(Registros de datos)
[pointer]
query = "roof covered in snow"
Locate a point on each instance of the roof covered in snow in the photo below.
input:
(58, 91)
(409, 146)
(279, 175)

> [Tarea breve] Presenta todas las entradas de arriba como un CSV de dos columnas, "texto" y "resultado", con una fila por entrada. Pon cada campo entre comillas y cambia los saltos de línea por espacios.

> [Respuesta]
texto,resultado
"[pointer] query = ""roof covered in snow"" Locate a point on each instance of the roof covered in snow in the photo below. input:","(58, 91) (409, 146) (279, 175)"